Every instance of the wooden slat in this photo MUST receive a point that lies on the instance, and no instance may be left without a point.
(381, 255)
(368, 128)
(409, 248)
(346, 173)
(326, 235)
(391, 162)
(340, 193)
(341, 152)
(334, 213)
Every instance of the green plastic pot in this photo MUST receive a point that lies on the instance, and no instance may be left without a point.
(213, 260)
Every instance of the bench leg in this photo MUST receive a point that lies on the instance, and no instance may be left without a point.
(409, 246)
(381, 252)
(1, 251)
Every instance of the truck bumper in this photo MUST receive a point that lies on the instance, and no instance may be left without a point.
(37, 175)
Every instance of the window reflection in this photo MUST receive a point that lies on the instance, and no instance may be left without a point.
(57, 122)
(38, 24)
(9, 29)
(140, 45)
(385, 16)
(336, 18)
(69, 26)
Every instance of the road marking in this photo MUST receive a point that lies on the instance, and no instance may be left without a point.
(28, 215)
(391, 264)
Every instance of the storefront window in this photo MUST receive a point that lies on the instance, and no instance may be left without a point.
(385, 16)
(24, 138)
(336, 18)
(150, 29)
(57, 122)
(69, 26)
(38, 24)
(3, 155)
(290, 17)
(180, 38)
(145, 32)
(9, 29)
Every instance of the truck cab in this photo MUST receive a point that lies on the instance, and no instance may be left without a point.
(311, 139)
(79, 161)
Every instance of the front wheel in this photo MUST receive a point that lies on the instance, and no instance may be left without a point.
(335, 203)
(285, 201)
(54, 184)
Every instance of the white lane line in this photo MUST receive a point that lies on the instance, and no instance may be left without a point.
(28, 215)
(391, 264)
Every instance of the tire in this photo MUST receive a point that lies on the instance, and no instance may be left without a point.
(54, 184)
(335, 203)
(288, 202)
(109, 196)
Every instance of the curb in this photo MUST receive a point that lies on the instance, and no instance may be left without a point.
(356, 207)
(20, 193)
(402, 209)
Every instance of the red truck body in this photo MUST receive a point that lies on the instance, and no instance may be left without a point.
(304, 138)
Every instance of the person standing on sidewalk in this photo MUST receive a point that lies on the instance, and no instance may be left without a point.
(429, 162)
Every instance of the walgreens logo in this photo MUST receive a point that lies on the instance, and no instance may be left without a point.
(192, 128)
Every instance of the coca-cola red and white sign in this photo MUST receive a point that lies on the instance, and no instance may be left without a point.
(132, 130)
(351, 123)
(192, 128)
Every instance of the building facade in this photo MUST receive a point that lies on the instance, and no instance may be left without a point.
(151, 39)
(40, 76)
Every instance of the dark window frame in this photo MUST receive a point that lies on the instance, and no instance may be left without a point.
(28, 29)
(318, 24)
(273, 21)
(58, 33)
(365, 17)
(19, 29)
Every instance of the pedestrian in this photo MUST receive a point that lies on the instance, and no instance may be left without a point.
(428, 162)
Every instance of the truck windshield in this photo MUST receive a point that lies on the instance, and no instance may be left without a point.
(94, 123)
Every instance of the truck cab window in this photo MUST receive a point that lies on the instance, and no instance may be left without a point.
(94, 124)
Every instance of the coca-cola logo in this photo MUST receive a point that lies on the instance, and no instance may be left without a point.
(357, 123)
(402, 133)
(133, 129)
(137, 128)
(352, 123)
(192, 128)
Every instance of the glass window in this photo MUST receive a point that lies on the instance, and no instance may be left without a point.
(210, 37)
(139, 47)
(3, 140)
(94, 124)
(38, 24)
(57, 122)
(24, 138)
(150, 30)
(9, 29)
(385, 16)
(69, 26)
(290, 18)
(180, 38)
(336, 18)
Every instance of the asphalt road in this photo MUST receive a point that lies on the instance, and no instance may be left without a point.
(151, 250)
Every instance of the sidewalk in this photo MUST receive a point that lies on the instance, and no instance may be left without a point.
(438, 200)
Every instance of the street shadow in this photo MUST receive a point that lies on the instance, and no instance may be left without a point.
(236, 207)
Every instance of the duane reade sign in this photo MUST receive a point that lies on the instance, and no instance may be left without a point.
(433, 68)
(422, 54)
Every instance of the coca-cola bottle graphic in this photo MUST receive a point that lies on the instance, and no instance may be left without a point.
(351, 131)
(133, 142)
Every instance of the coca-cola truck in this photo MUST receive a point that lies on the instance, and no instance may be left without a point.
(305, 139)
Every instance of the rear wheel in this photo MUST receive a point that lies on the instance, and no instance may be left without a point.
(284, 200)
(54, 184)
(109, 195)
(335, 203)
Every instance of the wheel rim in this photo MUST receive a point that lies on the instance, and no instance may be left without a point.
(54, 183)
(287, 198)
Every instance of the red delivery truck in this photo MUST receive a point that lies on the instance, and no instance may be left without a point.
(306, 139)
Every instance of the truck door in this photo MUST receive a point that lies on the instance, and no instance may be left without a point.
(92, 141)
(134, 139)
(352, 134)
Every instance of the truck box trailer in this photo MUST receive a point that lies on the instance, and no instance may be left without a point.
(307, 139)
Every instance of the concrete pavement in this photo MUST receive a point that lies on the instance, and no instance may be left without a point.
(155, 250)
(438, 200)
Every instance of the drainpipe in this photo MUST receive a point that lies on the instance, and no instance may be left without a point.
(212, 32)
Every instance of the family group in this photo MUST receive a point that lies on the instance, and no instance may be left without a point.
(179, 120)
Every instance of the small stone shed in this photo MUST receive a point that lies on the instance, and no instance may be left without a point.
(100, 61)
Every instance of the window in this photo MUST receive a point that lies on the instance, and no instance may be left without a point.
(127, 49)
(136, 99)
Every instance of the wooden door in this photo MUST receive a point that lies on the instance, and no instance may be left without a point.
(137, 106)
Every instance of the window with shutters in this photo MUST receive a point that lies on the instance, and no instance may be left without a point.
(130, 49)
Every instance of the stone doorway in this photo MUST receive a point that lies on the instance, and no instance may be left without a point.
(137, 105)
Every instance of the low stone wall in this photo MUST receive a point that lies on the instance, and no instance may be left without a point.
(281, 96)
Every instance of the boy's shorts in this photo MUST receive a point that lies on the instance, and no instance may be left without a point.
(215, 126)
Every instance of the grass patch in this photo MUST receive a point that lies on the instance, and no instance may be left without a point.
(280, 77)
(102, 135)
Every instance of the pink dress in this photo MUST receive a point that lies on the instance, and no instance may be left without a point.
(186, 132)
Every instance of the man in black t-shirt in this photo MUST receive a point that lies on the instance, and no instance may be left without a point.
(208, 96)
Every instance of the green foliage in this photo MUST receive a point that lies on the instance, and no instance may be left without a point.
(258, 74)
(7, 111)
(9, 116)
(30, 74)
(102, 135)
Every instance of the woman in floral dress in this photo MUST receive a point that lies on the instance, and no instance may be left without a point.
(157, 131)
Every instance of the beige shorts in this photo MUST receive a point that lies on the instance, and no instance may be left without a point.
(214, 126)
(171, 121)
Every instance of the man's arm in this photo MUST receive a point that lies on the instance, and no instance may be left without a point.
■ ■ ■ ■ ■
* AIM OF THE EXERCISE: Reproduce the entries exactly. Every word has to stay the same.

* TASK RESULT:
Every instance of the wooden slat in this photo MUST receive a point that lies on the instance, and no instance may be left without a point.
(381, 255)
(368, 128)
(409, 248)
(346, 173)
(326, 235)
(391, 162)
(340, 193)
(341, 152)
(334, 213)
Every instance of the green plastic pot in this photo MUST receive a point that lies on the instance, and no instance may be left without a point.
(213, 260)
Every instance of the bench leg in this photo MUST receive a point that lies on the instance, and no instance may be left without a point.
(409, 246)
(381, 252)
(1, 251)
Every instance of the truck bumper in this photo MUST receive a point that lies on the instance, and no instance may be left without a point.
(37, 175)
Every instance of the window reflection in this photo MUST receive a point that lies on the instance, and no instance may be left without a point.
(57, 122)
(38, 24)
(9, 29)
(140, 45)
(385, 16)
(336, 18)
(69, 26)
Every instance of the road marking in this photo MUST receive a point that lies on the instance, and no instance may be left without a point.
(28, 215)
(391, 264)
Every instance of the storefront window in this photo MUST receive a point that lies on the instance, and no instance may be left without a point.
(385, 16)
(24, 138)
(336, 18)
(150, 29)
(57, 122)
(69, 26)
(38, 24)
(3, 155)
(290, 17)
(180, 38)
(145, 32)
(9, 29)
Every instance of the truck cab in this photo MUST receive a point that lies on the instance, and no instance may be left without a point.
(311, 139)
(79, 161)
Every instance of the front wheel in this photo MUST receive a point that lies on the instance, and no instance may be left without a point.
(335, 203)
(285, 201)
(54, 184)
Every instance of the white lane line in this photo MUST receive a point that lies on the instance, and no instance may be left without a point.
(28, 215)
(391, 264)
Every instance of the tire in this photo MUST receive a point that lies on the instance, and no instance may be left without a point.
(54, 184)
(335, 203)
(288, 202)
(109, 196)
Every instance of the curb in this photo MUST receive a point that lies on the instance, and no instance may be left without a point.
(356, 207)
(20, 193)
(402, 209)
Every instance of the red truck body in this photo MUST receive a point that lies on the instance, and no instance may be left without a point.
(304, 138)
Every instance of the person standing on sidewalk in this photo MUST receive a point that lies on the instance, and no instance may be left without a point.
(429, 162)
Every instance of the walgreens logo in this photo MUST receive a point that lies on the instance, and no instance may be left without a point.
(192, 128)
Every instance of the coca-cola red and white sign in this photo MUST receive a point that lies on the instance, and no instance may be left without a point.
(132, 130)
(351, 123)
(192, 128)
Every instance of the building facade in this photo MUST receive a point that lies on the instance, and no instance may be left without a point.
(151, 39)
(40, 76)
Every instance of the dark window frame in this photo MUST receive a point that lies on the instance, and no instance may be left without a point.
(28, 29)
(318, 24)
(273, 21)
(58, 33)
(365, 17)
(19, 29)
Every instance of the pedestrian in this photo MUST receive a point that lies on the instance, and no instance may be left without a point.
(428, 162)
Every instance of the truck windshield in this photo MUST receive a point that lies on the instance, and no instance may be left without a point.
(94, 123)
Every instance of the truck cab window in this photo MUST receive a point that lies on the instance, and no instance may be left without a point.
(94, 124)
Every instance of the coca-cola logo in this photo MUST receive a point that lies on the instance, and no instance may be left without a point.
(357, 123)
(402, 133)
(133, 129)
(137, 128)
(352, 123)
(192, 128)
Every instance of the glass window in this photo MUST receive a point that lies on the instance, and no instance may be left without a point.
(210, 37)
(139, 47)
(3, 140)
(94, 124)
(38, 24)
(57, 122)
(24, 138)
(150, 30)
(9, 29)
(385, 16)
(69, 26)
(290, 18)
(180, 38)
(336, 18)
Every instance of the asphalt road in this photo MUST receive a point that lies on the instance, and no instance may be left without a point.
(151, 250)
Every instance of the sidewalk in this photo MUST receive a point that lies on the instance, and no instance may be left without a point.
(438, 200)
Every instance of the street shadow in this photo MUST receive a point that lies on the instance, and no instance may be left without a point.
(236, 207)
Every instance of the duane reade sign in this photo MUST receive a point that lies on the instance, and no instance may be left without a point.
(433, 68)
(422, 54)
Every instance of the coca-cola bottle graphic in this photo MUST receive a point that lies on the instance, and no instance may be left without a point.
(351, 131)
(133, 142)
Every instance of the coca-cola truck in this photo MUST receive a point that lies on the instance, and no instance may be left without a point.
(305, 139)
Every instance of the rear wheel in this photo MUST receive a point that lies on the instance, and no instance may be left without a point.
(284, 200)
(54, 184)
(109, 195)
(335, 203)
Every instance of the wheel rim in this photo MUST receive a point that lies on the instance, and no instance may be left without a point.
(54, 183)
(287, 198)
Every instance of the red delivery truck in this photo MUST receive a point that lies on the instance, and no instance may be left without a point.
(306, 139)
Every instance of the truck door in this photo MUST receive a point that lies on the instance, and no instance may be left without a point.
(92, 141)
(134, 139)
(352, 134)
Every instance of the truck box trailer in this photo MUST receive a point that lies on the instance, and no instance may be left without a point.
(307, 139)
Every instance of the concrete pavement in this photo MUST receive a point that lies on the instance, and no instance may be left without a point.
(155, 250)
(438, 200)
Every instance of the drainpipe in this photo MUST receive a point that lies on the instance, and no instance may be left without a point.
(212, 32)
Every instance of the family group in this photo MUST receive a point that lies on the instance, and no instance may be left without a point.
(179, 120)
Every instance of the small stone shed in this photo MUST receive a point that lies on the instance, and no instance may be left without a point.
(100, 61)
Every instance of the window in this photo MUST receive a point that lies on the instance, and no instance may be left without a point.
(127, 49)
(136, 99)
Every instance of the wooden door in this photo MUST receive a point that lies on the instance, and no instance may be left without a point.
(137, 106)
Every instance of the window with shutters in this photo MUST receive a point that lies on the instance, and no instance may be left without a point.
(130, 49)
Every instance of the stone doorway in this photo MUST receive a point that lies on the instance, and no instance may be left without a point.
(137, 105)
Every instance of the low stone wall in this photo MUST receive a point that lies on the instance, and no instance may be left without a point.
(281, 96)
Every instance of the boy's shorts in this photo MUST receive a point that lies on the instance, and no instance may be left without a point.
(215, 126)
Every instance of the grass patch in this photo MUST receive a point that lies on the instance, and no instance may be left without a point.
(280, 77)
(102, 135)
Every instance of the pink dress in this photo MUST receive a point that lies on the instance, and no instance may be left without a point.
(186, 132)
Every instance of the man in black t-shirt in this photo MUST receive a point that lies on the instance, and no instance may be left without a point.
(208, 96)
Every instance of the green foliage in this photo MUST receive a point that lies on the instance, and no instance may be left without a point.
(258, 74)
(7, 111)
(9, 116)
(30, 74)
(102, 135)
Every instance of the woman in floral dress in this photo MUST receive a point that lies on the instance, and no instance may be left without a point.
(157, 131)
Every instance of the beige shorts in this photo MUST receive a point that lies on the instance, and no instance may be left without a point.
(214, 126)
(171, 121)
Every instance of the man's arm in this photo MUST receive a point that lies on the instance, and no instance may be left without a point.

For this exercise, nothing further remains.